Electronic data produce paper cuts

Paper has been around in one form or another for 5,000 years. Paper money has been the preferred medium of exchange for business transactions for about 1,000 years. For the past 30 years, organizations have been trying -- with limited success -- to eliminate paper from business processes.

Given its history, it is no surprise that paper still plays a major role in most corporations. But as businesses redouble their efforts to increase productivity by automating and rethinking paper-centric business processes, IT is finally gaining the upper hand.

There's little choice, says Alan Goldstein, managing director at The Bank of New York. "As volumes increase, the only way firms can adjust is by going to greater automation," he says.

The effects of such efforts are being felt in the paper markets. "Paper consumption levels are essentially flat," says Merilyn Dunn, an analyst at InfoTrends/Cap Ventures. Sales of cut-sheet paper are expected to grow at less than 2 percent over the next few years, a sharp drop from the double-digit growth rates of 10 years ago. The slowdown is a direct result of the replacement of paper-based systems with electronic ones, Dunn says.

Businesses have made strides in reducing paper flows. Thanks to technologies such as Electronic Data Interchange and Web services, imaging and electronic documents, and document management systems, many workflows have been redesigned to reduce or eliminate paper-centric processes and replace them with more efficient ones.

Re-engineering workflows is the key to cutting costs, says Steven Thum, vice president of the business process engineering division at Bank of New York. "You really need to understand technology, how you can take advantage of it and re-engineer the underlying processes," he says.

Sticking to paper

In some areas, however, the use of paper is likely to continue for the foreseeable future. Many people still have a cultural preference for paper-based output. For example, Sonora Quest Laboratories is automating its medical test lab processes, but at the end of the day, health care providers still want a printout.

Exercise instructions
[A] Answer from the article on paper use:
(i) For about how long has paper money been the preferred medium of exchange for business transactions?
(ii) At which firm is Merilyn Dunn an analyst?
(iii) In the Sonora Quest Laboratories example, what do health care providers still want at the end of the day?
[B] List every person quoted in the article on paper use, with the title and organization given for each.
[C] Return the passage of the article on paper use from "Paper has been" to "from business processes.".
Use only the article on paper use.

Excerpted records
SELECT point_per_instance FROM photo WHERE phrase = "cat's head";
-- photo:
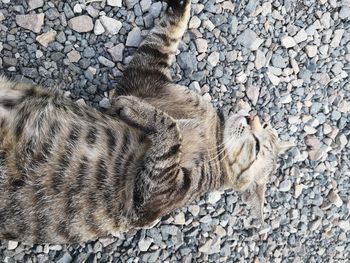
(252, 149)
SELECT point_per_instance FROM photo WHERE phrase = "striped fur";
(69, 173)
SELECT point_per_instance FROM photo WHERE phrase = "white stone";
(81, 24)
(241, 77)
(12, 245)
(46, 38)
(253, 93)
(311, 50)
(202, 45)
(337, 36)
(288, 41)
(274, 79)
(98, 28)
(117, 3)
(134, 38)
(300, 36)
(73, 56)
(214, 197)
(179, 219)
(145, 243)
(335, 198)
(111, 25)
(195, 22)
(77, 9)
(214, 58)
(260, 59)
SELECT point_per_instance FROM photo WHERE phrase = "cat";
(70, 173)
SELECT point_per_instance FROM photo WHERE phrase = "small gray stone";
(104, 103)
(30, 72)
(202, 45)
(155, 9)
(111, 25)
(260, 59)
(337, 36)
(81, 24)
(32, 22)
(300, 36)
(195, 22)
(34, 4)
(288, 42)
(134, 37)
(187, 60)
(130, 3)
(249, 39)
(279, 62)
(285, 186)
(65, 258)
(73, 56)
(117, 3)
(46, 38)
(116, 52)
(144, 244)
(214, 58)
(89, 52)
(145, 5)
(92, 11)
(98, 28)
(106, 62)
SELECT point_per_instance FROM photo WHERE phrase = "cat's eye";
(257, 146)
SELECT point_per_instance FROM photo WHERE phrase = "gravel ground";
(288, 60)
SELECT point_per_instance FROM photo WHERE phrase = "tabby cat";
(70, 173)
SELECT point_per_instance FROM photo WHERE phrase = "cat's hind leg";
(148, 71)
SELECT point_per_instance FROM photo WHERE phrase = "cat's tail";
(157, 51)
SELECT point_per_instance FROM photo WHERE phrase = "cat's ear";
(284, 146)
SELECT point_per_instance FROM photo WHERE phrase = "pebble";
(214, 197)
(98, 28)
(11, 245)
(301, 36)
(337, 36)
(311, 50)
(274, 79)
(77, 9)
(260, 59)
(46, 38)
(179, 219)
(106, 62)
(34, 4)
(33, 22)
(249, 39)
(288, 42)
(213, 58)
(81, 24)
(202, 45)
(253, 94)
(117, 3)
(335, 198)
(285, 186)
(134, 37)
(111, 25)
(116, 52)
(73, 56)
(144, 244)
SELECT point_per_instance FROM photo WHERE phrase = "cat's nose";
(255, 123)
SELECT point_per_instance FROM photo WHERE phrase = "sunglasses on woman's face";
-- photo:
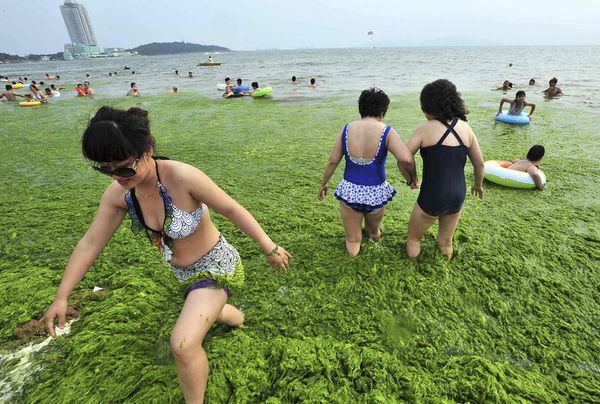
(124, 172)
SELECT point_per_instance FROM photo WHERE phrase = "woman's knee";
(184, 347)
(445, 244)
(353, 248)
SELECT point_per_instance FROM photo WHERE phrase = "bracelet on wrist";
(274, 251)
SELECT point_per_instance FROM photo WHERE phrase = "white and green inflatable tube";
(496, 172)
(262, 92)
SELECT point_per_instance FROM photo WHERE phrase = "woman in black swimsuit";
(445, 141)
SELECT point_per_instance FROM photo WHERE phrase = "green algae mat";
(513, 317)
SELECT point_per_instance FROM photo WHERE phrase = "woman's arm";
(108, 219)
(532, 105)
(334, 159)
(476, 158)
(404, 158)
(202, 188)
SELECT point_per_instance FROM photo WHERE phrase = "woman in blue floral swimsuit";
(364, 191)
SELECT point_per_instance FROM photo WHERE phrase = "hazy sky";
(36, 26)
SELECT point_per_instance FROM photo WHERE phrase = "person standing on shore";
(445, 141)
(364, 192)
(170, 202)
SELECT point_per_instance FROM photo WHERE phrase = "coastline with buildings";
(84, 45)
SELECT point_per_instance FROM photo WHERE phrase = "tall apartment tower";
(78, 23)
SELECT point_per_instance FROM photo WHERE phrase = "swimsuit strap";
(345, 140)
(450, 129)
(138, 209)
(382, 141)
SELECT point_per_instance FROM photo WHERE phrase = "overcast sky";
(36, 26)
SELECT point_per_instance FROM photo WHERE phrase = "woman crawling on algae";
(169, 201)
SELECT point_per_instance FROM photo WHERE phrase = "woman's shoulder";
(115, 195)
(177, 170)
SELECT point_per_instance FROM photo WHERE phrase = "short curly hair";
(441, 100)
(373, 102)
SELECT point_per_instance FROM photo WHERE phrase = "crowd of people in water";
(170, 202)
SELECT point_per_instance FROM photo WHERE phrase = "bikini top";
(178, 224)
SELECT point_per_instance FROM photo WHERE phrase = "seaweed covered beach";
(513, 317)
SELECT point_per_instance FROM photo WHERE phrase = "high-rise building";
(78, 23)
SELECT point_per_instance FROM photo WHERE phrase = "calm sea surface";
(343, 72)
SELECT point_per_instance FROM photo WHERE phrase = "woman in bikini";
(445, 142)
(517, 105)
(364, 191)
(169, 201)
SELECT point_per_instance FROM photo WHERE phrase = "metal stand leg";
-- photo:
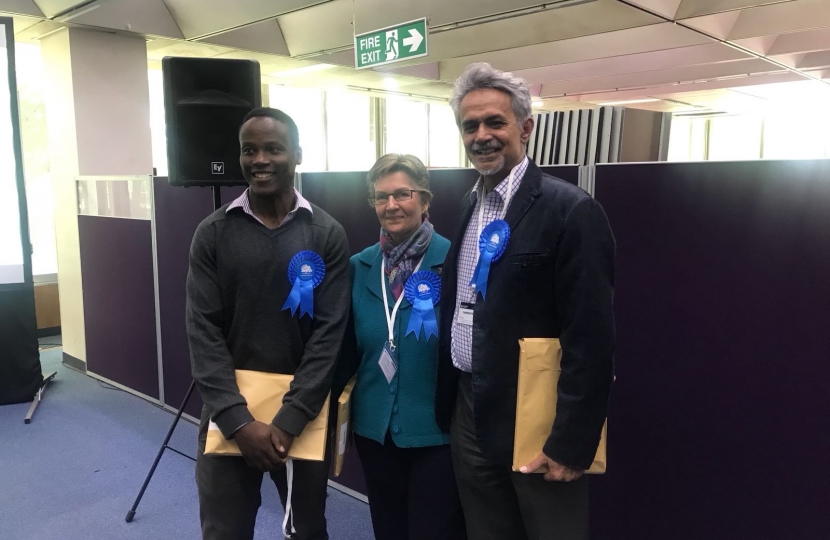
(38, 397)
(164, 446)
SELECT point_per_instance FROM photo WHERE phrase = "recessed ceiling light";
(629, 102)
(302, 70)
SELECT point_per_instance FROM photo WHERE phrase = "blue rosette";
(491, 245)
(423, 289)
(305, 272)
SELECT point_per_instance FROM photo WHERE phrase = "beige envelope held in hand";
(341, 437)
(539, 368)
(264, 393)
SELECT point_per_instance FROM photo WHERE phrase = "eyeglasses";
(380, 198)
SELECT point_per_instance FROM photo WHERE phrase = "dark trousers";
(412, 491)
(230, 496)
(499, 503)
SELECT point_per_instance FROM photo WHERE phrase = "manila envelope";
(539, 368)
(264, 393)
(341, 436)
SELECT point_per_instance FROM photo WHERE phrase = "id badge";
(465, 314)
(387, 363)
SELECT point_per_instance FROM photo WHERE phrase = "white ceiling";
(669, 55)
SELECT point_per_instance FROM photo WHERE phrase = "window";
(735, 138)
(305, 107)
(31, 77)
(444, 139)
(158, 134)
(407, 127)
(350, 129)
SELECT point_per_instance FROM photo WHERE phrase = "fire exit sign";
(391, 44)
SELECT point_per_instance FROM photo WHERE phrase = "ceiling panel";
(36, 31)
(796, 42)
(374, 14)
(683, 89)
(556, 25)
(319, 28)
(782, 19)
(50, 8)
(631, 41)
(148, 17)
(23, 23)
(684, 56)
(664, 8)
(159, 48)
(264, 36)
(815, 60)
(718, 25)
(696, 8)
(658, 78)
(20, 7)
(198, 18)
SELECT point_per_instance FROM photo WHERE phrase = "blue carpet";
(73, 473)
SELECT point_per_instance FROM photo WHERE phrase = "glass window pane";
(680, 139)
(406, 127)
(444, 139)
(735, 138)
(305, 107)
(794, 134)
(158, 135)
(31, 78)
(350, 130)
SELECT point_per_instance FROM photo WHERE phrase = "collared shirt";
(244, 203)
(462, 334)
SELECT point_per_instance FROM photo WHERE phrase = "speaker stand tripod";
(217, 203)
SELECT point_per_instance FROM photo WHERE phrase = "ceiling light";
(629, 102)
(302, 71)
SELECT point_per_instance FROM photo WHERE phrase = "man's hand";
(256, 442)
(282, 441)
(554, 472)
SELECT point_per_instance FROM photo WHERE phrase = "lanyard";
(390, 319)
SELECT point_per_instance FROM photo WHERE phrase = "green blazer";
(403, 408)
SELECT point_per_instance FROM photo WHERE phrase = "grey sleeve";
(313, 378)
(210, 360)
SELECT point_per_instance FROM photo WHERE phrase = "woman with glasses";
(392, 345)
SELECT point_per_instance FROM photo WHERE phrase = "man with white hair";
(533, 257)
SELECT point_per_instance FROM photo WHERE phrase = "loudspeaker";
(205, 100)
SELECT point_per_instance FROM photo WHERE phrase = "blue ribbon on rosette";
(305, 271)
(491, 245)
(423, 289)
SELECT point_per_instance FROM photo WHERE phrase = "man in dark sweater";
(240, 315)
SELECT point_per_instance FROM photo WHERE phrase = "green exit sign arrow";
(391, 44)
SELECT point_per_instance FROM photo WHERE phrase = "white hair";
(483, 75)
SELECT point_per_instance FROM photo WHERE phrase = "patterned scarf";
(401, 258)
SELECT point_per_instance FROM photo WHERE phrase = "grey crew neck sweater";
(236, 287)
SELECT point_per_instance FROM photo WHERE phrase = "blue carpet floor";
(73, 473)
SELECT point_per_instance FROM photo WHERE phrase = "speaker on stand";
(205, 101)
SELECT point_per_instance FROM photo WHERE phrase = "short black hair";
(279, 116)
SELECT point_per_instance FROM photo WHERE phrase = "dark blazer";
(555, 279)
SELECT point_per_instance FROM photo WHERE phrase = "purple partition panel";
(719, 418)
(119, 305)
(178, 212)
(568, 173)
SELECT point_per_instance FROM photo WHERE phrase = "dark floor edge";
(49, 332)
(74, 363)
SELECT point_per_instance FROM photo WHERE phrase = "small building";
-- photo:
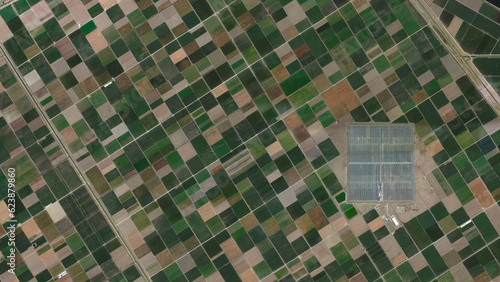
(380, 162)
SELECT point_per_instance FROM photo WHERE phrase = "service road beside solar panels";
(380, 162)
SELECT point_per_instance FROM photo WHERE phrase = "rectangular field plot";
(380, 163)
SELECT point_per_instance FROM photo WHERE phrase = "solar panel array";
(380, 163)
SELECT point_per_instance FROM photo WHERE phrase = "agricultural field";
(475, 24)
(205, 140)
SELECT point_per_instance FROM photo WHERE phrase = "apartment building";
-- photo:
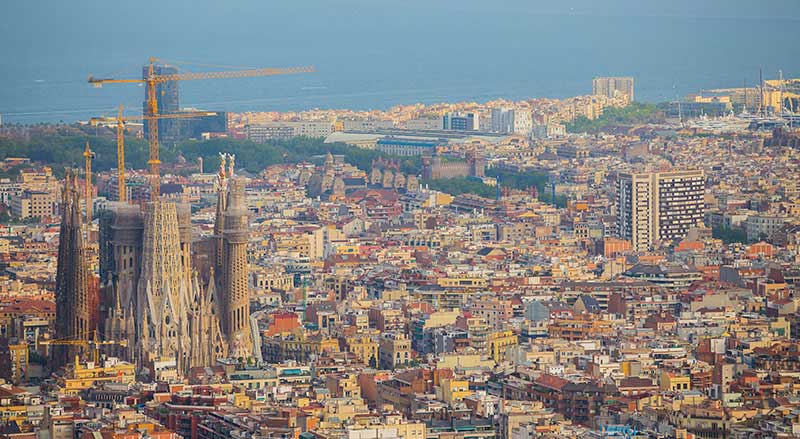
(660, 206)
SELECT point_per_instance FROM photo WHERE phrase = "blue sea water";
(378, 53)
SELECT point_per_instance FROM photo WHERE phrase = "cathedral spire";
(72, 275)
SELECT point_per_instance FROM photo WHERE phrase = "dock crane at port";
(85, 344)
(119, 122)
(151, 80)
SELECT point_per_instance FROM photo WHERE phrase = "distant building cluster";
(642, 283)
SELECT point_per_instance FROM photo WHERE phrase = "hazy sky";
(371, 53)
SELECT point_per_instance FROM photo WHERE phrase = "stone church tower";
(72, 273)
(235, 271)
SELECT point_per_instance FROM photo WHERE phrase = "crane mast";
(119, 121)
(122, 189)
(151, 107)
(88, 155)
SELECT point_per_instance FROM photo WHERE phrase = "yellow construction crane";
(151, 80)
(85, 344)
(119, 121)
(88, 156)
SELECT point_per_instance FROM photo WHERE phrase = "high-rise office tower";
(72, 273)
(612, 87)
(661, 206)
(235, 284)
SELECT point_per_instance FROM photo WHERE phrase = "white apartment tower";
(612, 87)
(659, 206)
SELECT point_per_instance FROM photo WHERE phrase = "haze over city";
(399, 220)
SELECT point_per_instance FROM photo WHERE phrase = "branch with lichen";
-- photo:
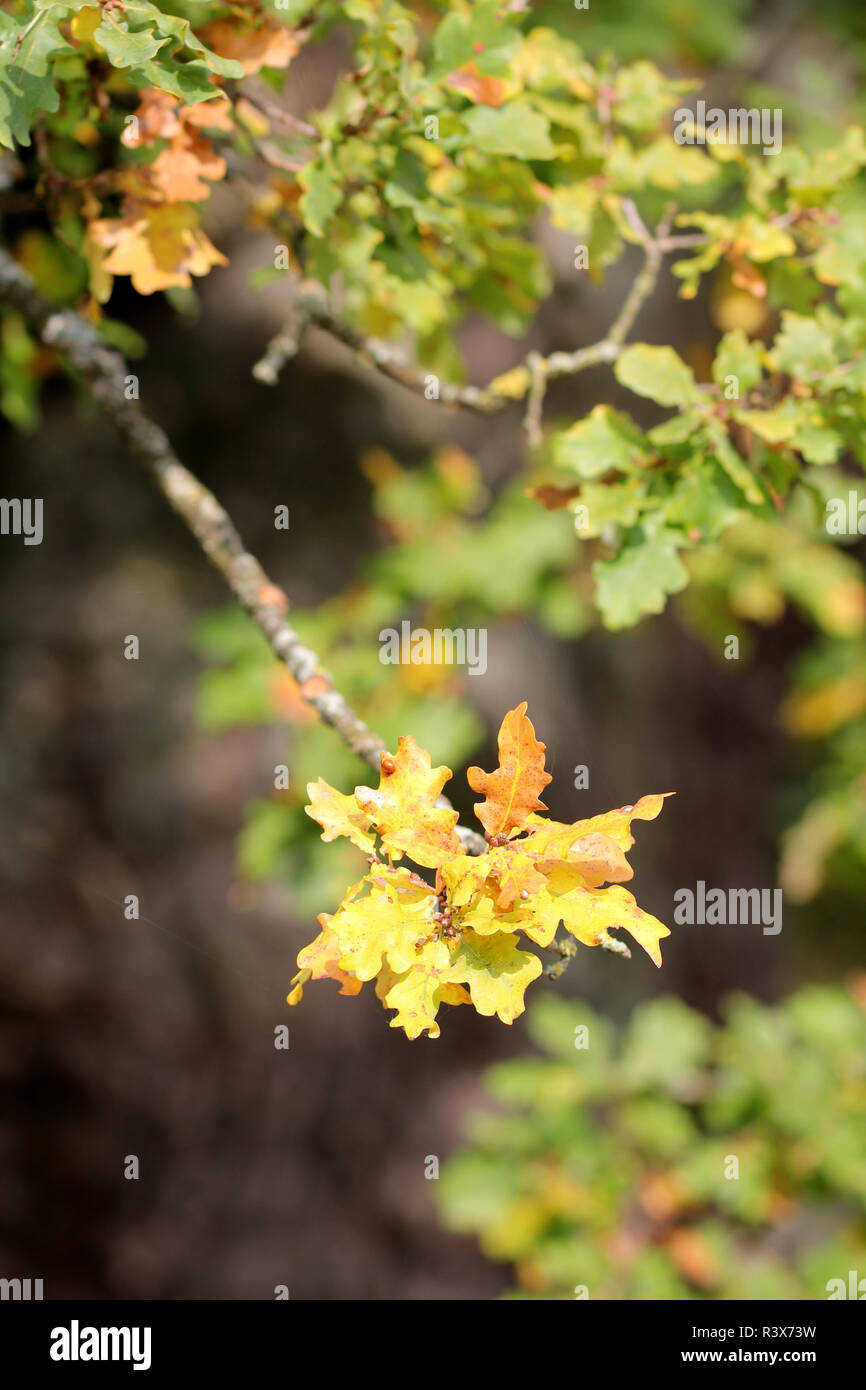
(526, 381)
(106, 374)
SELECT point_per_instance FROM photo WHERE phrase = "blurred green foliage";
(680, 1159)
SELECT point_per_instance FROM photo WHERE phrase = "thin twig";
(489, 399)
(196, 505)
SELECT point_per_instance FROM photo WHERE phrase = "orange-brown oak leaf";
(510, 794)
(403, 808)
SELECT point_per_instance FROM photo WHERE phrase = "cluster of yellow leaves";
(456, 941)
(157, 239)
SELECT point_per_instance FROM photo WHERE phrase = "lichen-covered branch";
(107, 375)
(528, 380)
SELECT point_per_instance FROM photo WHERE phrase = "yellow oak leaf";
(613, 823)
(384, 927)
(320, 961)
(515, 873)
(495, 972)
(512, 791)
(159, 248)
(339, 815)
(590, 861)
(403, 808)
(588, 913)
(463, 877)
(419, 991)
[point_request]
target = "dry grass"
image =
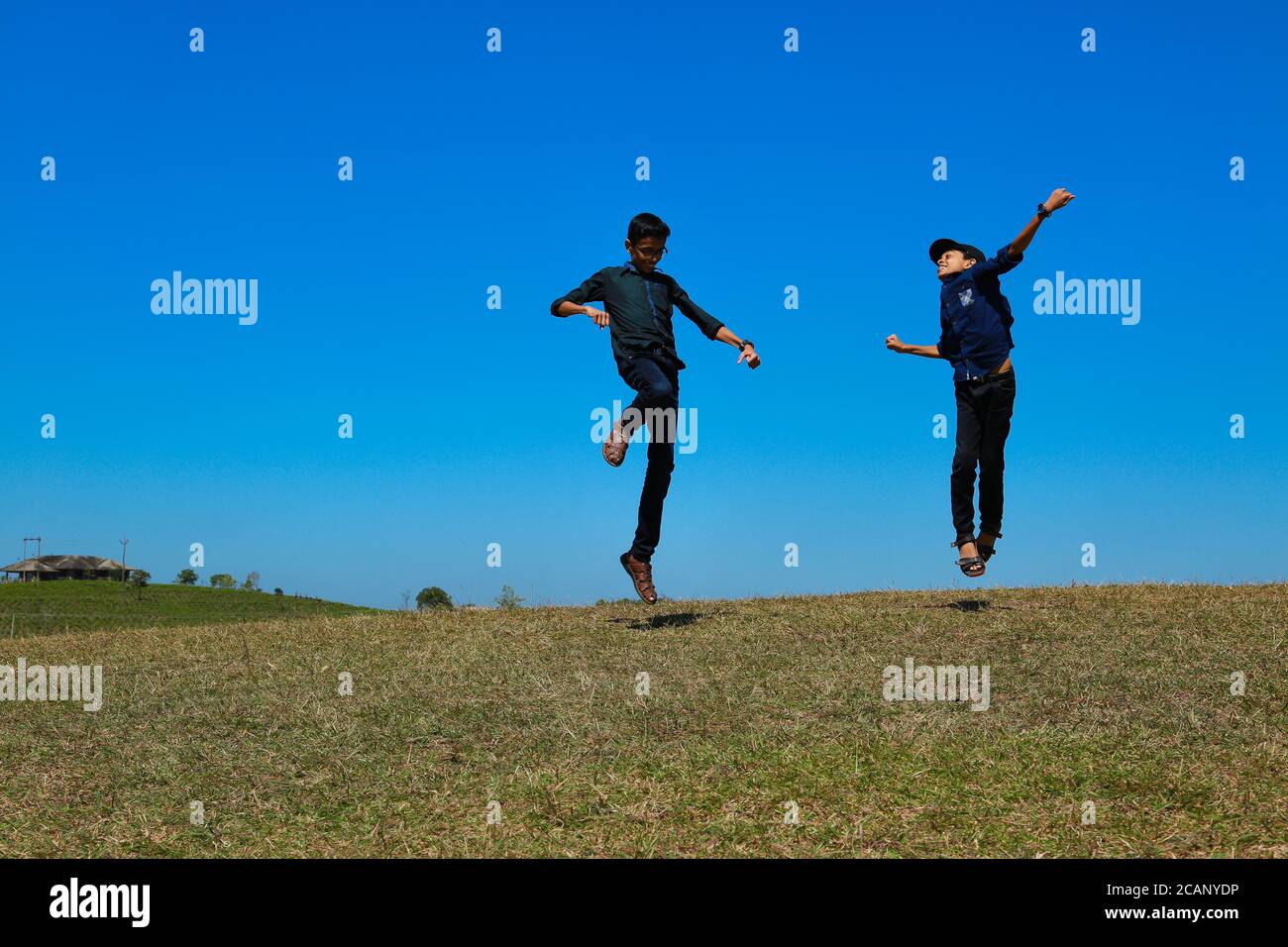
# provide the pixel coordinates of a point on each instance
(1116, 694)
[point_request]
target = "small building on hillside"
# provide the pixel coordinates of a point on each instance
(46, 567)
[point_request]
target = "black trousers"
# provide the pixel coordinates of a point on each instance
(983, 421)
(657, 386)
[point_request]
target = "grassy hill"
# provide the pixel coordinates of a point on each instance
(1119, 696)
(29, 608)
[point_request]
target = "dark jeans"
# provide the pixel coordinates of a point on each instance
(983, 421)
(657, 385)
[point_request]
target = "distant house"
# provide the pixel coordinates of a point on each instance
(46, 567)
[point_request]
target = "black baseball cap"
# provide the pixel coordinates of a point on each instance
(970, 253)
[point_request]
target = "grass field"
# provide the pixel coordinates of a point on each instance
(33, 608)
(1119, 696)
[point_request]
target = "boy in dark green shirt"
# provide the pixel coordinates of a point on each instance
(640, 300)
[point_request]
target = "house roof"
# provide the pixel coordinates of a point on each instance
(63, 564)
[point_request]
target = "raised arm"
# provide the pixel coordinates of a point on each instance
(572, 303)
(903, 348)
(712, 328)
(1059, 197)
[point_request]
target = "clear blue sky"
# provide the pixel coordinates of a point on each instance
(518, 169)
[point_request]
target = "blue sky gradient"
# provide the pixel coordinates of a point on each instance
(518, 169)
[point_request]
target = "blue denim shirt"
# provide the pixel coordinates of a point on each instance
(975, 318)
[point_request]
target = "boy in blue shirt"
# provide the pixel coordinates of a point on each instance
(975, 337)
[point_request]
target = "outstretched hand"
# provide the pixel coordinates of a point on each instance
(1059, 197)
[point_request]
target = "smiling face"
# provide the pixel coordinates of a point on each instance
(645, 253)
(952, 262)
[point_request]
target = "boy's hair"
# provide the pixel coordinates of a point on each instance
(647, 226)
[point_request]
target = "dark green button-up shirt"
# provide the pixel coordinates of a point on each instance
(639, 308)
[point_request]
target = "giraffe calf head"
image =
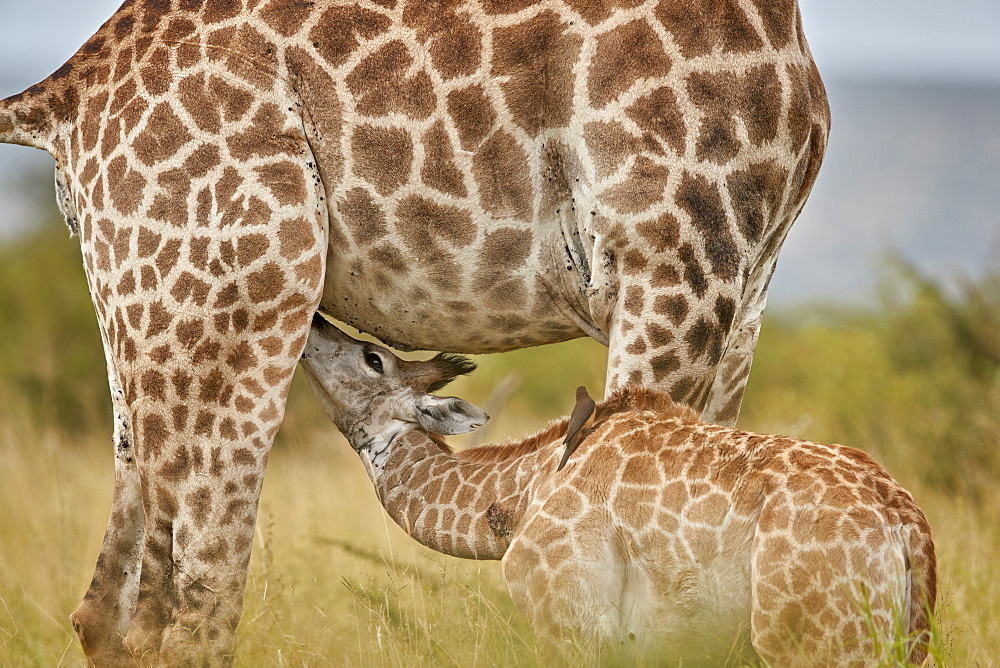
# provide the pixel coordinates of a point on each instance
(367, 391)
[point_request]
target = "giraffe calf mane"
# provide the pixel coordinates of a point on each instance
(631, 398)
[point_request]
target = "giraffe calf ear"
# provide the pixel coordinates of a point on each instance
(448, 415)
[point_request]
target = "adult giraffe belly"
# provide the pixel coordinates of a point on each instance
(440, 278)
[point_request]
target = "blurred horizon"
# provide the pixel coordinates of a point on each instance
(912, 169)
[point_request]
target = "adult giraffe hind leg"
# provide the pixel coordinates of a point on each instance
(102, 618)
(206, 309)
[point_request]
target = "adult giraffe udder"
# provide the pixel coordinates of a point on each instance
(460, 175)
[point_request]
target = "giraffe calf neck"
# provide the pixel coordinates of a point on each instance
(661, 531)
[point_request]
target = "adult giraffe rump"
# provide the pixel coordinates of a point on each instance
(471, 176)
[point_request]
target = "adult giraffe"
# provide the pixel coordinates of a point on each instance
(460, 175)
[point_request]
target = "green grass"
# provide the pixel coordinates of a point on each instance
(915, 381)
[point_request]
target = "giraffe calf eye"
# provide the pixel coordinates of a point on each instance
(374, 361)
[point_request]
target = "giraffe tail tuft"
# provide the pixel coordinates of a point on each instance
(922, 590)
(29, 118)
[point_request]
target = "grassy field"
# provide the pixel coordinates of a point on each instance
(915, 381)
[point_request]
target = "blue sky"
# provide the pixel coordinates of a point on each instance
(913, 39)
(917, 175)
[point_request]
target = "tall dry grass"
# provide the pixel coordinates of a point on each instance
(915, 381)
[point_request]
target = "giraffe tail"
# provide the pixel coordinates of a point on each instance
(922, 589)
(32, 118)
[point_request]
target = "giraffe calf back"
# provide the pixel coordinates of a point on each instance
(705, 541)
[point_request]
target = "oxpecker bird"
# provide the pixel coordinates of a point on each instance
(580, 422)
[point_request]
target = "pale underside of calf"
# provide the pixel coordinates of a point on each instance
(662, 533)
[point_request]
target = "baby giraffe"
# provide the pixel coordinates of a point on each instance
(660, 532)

Expected responses
[A]
(i) About 1,000 years.
(ii) InfoTrends/Cap Ventures.
(iii) A printout.

[B]
- Alan Goldstein, managing director at The Bank of New York
- Merilyn Dunn, analyst at InfoTrends/Cap Ventures
- Steven Thum, vice president of the business process engineering division at Bank of New York

[C]
Paper has been around in one form or another for 5,000 years. Paper money has been the preferred medium of exchange for business transactions for about 1,000 years. For the past 30 years, organizations have been trying -- with limited success -- to eliminate paper from business processes.